* [Provided data]:
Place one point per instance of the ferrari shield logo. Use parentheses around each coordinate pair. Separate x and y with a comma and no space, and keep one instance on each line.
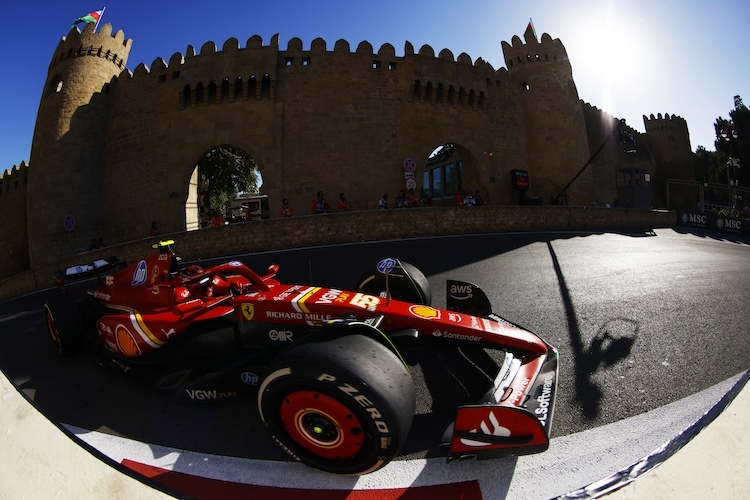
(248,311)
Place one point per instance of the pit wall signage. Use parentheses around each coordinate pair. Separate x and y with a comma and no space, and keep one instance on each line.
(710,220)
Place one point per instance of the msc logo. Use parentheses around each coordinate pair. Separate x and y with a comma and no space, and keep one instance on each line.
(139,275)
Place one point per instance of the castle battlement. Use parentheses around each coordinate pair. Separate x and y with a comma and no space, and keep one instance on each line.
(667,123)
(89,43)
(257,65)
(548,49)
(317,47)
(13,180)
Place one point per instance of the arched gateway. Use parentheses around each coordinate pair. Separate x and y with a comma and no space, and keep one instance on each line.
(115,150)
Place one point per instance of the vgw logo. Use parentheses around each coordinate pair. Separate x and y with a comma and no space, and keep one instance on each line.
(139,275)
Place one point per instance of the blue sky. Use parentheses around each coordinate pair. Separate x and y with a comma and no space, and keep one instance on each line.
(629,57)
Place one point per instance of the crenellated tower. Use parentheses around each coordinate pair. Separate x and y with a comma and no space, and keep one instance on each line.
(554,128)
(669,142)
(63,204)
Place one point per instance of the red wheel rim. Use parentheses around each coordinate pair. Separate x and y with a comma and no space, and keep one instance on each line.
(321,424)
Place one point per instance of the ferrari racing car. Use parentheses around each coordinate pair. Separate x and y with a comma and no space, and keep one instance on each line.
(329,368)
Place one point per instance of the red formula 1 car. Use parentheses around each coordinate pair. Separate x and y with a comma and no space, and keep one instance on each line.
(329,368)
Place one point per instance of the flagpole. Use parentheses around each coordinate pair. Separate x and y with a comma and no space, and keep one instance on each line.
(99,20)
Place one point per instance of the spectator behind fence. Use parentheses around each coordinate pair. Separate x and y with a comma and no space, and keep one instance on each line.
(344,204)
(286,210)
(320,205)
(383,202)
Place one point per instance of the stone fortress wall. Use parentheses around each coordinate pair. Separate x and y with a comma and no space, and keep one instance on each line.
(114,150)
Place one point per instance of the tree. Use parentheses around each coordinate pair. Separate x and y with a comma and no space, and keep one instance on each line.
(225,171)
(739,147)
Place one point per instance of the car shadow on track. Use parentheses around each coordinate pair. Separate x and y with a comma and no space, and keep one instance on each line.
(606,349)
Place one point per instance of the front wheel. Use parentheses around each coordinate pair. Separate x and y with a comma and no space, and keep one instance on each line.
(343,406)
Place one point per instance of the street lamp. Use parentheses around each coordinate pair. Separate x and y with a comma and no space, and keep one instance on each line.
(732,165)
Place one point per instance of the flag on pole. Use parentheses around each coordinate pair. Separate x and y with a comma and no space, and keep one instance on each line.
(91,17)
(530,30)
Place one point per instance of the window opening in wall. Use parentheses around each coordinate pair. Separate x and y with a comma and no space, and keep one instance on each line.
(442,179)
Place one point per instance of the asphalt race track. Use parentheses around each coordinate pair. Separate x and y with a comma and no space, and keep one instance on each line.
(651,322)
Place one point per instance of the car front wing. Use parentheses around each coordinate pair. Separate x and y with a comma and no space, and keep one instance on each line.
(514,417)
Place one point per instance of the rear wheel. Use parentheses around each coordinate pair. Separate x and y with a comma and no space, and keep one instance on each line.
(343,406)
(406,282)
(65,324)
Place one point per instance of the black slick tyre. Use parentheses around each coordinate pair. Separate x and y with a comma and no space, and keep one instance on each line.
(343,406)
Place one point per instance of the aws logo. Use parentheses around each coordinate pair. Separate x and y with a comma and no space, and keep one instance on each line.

* [Work to complete]: Reproduce the material without changes, starting at the line that contains "Place one point per instance of the rear" and ending at the last line of the material.

* [Exercise solution]:
Place one point per instance of the rear wheel. Use parentheses around each coordinate pair. Separate x and y with a comma and no space, and keep one instance on each line.
(343,406)
(406,282)
(65,324)
Place one point per instance of the black slick tyre. Use parentheses around each coordinate pair. Separate x and y with a comma and no space, and keep one instance on each line.
(343,406)
Place one point per instance of the aws logo. Use parentheses around each coordinate pair. Separate x and y with a comma and no space, and keep one instance on each line.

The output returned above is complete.